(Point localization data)
********

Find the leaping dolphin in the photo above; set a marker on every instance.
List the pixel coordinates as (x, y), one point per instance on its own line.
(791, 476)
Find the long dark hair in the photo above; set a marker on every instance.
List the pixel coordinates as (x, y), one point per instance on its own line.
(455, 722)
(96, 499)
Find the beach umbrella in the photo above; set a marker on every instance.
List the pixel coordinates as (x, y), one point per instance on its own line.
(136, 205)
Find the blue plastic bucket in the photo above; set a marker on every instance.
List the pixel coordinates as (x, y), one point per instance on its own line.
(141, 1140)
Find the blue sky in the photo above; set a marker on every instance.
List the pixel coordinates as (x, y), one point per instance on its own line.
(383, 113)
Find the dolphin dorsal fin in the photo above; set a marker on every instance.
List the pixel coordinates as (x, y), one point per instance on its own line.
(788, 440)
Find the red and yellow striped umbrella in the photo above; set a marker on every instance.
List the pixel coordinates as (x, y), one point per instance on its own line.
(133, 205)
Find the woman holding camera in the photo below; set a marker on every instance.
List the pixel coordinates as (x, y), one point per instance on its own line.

********

_Problem statement:_ Retype exactly the lines of the data above that fall between the line with "Find the red" and the line with "Find the woman", inclusive, and add nothing.

_Solved problem:_
Find the red and yellow striped umbrella in the photo above; set a marker on every instance.
List the pixel coordinates as (x, y), one point per instance on its own line.
(133, 205)
Find the woman holding camera in the photo below; set a marker on every instance.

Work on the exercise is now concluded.